----- PROVIDED MATERIAL

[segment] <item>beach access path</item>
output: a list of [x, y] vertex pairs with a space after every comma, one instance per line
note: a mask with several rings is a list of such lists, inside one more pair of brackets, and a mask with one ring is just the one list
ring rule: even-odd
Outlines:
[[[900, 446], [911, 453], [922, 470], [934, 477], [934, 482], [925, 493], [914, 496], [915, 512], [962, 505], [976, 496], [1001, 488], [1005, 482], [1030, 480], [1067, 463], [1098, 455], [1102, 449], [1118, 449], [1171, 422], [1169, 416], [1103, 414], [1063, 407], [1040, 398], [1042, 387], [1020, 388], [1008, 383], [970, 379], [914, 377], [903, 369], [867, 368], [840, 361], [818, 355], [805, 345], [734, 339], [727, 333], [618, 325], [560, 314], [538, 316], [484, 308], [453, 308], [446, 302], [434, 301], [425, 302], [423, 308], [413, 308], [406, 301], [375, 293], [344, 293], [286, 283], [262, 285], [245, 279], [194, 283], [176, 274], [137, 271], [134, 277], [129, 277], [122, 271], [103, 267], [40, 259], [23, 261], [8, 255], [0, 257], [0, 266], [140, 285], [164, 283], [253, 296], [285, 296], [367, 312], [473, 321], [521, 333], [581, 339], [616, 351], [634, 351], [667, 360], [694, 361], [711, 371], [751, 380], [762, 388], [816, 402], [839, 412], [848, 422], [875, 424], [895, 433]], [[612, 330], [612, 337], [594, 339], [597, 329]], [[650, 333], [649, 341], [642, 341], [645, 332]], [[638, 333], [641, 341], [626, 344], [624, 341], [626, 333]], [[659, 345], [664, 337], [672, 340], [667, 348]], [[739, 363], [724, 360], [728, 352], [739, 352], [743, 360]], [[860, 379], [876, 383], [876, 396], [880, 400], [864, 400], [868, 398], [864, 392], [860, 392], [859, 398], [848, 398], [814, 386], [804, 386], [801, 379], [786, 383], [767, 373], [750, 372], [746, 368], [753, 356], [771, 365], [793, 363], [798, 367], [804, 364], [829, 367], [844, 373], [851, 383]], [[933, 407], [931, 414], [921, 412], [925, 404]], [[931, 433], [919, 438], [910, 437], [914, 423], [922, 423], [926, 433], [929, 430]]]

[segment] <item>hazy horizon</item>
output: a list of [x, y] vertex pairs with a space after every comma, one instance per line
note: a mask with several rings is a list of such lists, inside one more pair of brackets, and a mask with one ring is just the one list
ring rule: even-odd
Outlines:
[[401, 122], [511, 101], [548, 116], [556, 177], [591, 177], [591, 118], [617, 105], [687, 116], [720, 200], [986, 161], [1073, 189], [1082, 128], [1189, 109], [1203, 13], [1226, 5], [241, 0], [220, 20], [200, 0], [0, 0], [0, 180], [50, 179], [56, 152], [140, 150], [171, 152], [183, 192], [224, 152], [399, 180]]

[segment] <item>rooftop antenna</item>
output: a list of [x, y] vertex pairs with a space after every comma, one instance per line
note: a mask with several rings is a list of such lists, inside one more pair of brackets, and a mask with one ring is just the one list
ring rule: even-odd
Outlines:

----------

WHAT NEEDS TO BE DONE: Reproduce the entire listing word for word.

OUTPUT BELOW:
[segment] <item>beach access path</item>
output: a list of [x, y] vertex pairs with a space after every comma, one instance per line
note: a mask with several rings is a list of such lists, inside one more pair of brackets, and a mask with one ring is just the one list
ring rule: even-odd
Outlines:
[[[900, 446], [911, 453], [922, 470], [934, 477], [934, 482], [925, 493], [914, 496], [915, 512], [962, 505], [976, 496], [1001, 488], [1005, 482], [1030, 480], [1067, 463], [1098, 455], [1102, 449], [1118, 449], [1171, 422], [1169, 416], [1103, 414], [1063, 407], [1040, 398], [1042, 387], [1020, 388], [1008, 383], [970, 379], [914, 377], [903, 369], [867, 368], [840, 361], [818, 355], [805, 345], [734, 339], [727, 333], [618, 325], [560, 314], [538, 316], [484, 308], [453, 308], [446, 302], [434, 301], [425, 302], [423, 308], [413, 308], [406, 301], [375, 293], [344, 293], [286, 283], [262, 285], [245, 279], [194, 283], [176, 274], [137, 271], [134, 277], [129, 277], [122, 271], [103, 267], [40, 259], [23, 261], [8, 255], [0, 257], [0, 266], [140, 285], [164, 283], [253, 296], [285, 296], [367, 312], [473, 321], [521, 333], [581, 339], [616, 351], [634, 351], [667, 360], [694, 361], [711, 371], [751, 380], [762, 388], [816, 402], [839, 412], [848, 422], [875, 424], [895, 433]], [[612, 330], [612, 337], [594, 339], [597, 329]], [[650, 333], [649, 341], [642, 341], [645, 332]], [[638, 333], [641, 341], [626, 344], [624, 341], [626, 333]], [[659, 345], [664, 337], [672, 340], [667, 348]], [[739, 363], [724, 360], [728, 352], [739, 352], [743, 360]], [[860, 379], [876, 383], [876, 396], [880, 400], [864, 400], [868, 398], [864, 392], [860, 392], [859, 398], [848, 398], [814, 386], [804, 386], [801, 379], [786, 383], [767, 373], [750, 372], [746, 368], [753, 356], [771, 365], [793, 363], [798, 367], [804, 364], [829, 367], [844, 373], [851, 383]], [[933, 407], [931, 414], [921, 412], [925, 404]], [[931, 433], [919, 438], [910, 437], [914, 423], [922, 423], [926, 433], [929, 430]]]

[segment] <item>hazy horizon</item>
output: a list of [x, y] vertex pairs with a space after every comma, one instance per line
note: a mask with several rings is a list of such lists, inside one more pair of brackets, and a mask with one ring is just the one list
ring rule: even-odd
Outlines:
[[401, 122], [511, 101], [548, 116], [556, 177], [591, 177], [591, 118], [617, 105], [687, 116], [720, 200], [986, 161], [1073, 189], [1082, 128], [1189, 109], [1203, 13], [1226, 5], [241, 0], [220, 20], [200, 0], [0, 0], [0, 180], [50, 179], [56, 152], [140, 150], [171, 152], [183, 192], [224, 152], [399, 180]]

[segment] <item>rooftop antenna</item>
output: a list of [x, y] vertex pairs with a space after every comma, one instance per line
note: a mask with several rings is a list of such lists, inside one more pair of brackets, and a mask with one ring is just the one list
ring rule: even-odd
Outlines:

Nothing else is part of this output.